**Records shown**
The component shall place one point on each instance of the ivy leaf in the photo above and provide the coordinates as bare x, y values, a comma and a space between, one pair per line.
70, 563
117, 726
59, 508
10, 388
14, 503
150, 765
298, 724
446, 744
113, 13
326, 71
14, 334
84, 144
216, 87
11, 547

**Instructions for the task**
Repeat every line of the material exactly as given.

**Answer in full**
The component shall place one point on each instance of the ivy leaf in the photo above and provide the coordinates as bare x, y values, a comma and a space between, one pair per line.
70, 563
117, 726
59, 508
10, 388
14, 503
150, 765
298, 724
446, 744
113, 13
326, 71
14, 334
84, 144
216, 87
11, 547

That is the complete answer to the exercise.